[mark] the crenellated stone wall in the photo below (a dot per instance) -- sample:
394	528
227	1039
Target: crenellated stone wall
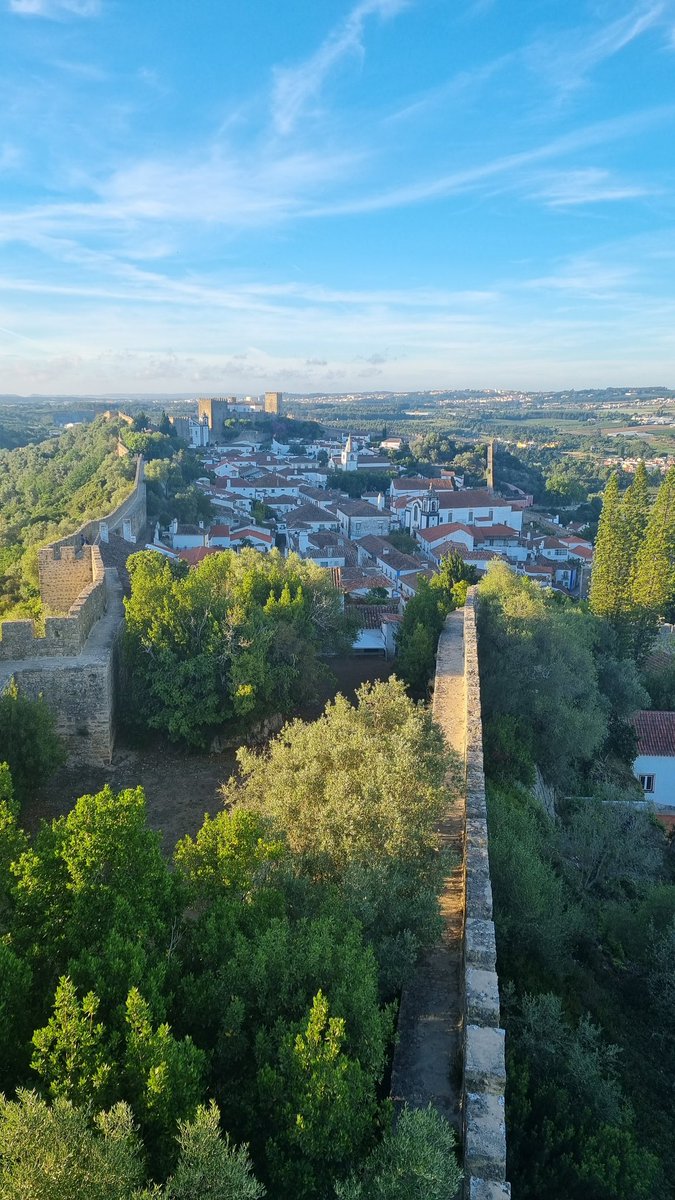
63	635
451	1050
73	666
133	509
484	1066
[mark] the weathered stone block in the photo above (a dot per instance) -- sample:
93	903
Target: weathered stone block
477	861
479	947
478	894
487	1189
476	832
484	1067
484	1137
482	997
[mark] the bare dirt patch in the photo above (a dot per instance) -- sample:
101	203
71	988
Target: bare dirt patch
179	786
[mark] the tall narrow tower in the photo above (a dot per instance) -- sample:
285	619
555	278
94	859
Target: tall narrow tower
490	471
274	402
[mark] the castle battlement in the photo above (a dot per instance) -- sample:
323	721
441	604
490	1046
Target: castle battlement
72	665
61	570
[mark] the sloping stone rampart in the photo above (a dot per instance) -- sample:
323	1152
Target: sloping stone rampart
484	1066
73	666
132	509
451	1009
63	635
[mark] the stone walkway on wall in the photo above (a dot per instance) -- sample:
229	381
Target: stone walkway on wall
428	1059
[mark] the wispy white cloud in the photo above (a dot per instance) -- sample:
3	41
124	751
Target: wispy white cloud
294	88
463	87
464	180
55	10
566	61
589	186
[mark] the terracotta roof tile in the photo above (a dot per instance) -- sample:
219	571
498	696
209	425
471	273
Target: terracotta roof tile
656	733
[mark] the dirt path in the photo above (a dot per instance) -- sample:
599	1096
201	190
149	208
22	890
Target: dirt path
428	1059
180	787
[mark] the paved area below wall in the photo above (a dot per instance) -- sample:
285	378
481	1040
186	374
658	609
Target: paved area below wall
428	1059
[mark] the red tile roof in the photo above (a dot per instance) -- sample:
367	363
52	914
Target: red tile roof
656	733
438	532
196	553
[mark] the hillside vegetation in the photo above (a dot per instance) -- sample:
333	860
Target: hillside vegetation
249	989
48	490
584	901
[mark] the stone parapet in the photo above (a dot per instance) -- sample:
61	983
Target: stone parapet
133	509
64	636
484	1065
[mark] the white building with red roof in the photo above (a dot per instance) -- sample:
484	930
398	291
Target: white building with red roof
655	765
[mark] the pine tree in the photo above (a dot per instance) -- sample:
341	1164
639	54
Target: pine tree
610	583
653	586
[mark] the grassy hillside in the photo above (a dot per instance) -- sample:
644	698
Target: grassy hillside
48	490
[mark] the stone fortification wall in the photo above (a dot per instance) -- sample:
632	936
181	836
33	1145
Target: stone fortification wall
········
## Problem description
Your copy of the listing should match it exactly, apart from the pictures, which are left out.

## Output of the exercise
[mark] the crenellated stone wall in the photo below (a dot per instance) -- sample:
394	528
227	1039
Target: crenellated stone wall
63	635
451	1050
73	666
133	509
484	1066
[mark] the weathered stone block in the photo above (a dot per instance) -- sample:
93	903
Target: weathered stone block
477	861
479	947
478	894
487	1189
476	832
484	1067
484	1137
482	997
[mark] the bare dirt patch in the photo above (a dot per instance) -- sample:
101	203
71	988
Target: bare dirt patch
179	786
[mark] the tall narrow tower in the photo above (a dot per instance) -- sample:
285	619
555	278
94	859
Target: tall narrow tower
490	471
274	402
[mark] the castle battlement in the photo above (a dot per instance) -- sample:
323	721
441	604
490	1046
Target: castle battlement
72	665
61	570
[mark] the sloping stone rampart in the photo above (a dot per instance) -- sample:
323	1152
Target: sloping stone rampart
484	1066
73	666
132	509
451	1009
63	635
[mark] the stone walkway on wall in the photo above (a dot per instance) -- sample:
229	381
Target: stone walkway on wall
428	1059
[mark] the wispy white cloud in the photo above (a dot per instance) -- sample:
3	41
124	751
Target: wispy white cloud
294	88
463	87
464	180
55	10
566	61
589	186
[mark] the terracotta roof tile in the photo above (a dot per instance) -- sample:
219	571
498	696
209	425
471	273
Target: terracotta roof tile
656	733
[mark] the dirt path in the photo above (a dot per instance) -- sample:
599	1096
201	190
149	208
22	890
Target: dirt path
428	1059
180	787
[mark] the paved area below wall in the photo above (a dot per instance) -- sample:
285	378
481	1040
186	374
658	609
Target: paved area below wall
428	1059
[mark] the red tile roof in the photo above (a dot per instance) -- sample:
367	363
52	914
Target: red tile roof
656	733
438	532
196	553
[mark] the hillside vegetation in the photo above (a dot per instance) -- sample:
333	860
Target: hillside vegetation
249	989
48	490
584	901
[mark] the stone parapet in the photo above (a dot per instance) -- sample:
61	983
Target: stone parapet
133	509
64	636
484	1065
[mark] the white building with red roof in the photo above (a dot per instance) -- sample:
484	930
398	291
Target: white building with red roof
655	765
[mark] the pine tree in the photo above (a dot per instance) -- sample:
341	1164
639	54
Target: pine tree
610	583
653	586
[mark] the grassy hillside in the photo above (a dot per instance) -- sample:
644	698
Target: grassy hillside
48	490
[mark] the stone fortification wall in the photo above (a dot per instance) -- sample:
632	936
181	836
33	1145
Target: stone fortification wall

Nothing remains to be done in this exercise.